• [Task statement]: Even if a line seems odd, print it as it is, and include every record.

• [Source records]:

· · ·

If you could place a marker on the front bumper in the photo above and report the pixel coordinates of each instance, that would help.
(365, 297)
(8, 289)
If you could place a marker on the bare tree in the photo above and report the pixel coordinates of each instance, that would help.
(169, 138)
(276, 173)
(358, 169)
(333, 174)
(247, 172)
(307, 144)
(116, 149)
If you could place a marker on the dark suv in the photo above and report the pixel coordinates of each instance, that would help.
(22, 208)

· · ·

• [Answer to the problem]:
If you could place a marker on the front bumper in the photo above and report the pixel coordinates of each instance, that would help.
(365, 297)
(8, 289)
If you could place a marker on the bare tree in the photo above and report the pixel coordinates of each instance, that would help.
(169, 138)
(276, 173)
(358, 169)
(333, 174)
(247, 172)
(307, 144)
(116, 149)
If you could place a marker on the dark suv in the photo above and report the pixel coordinates of each instance, that would help.
(22, 208)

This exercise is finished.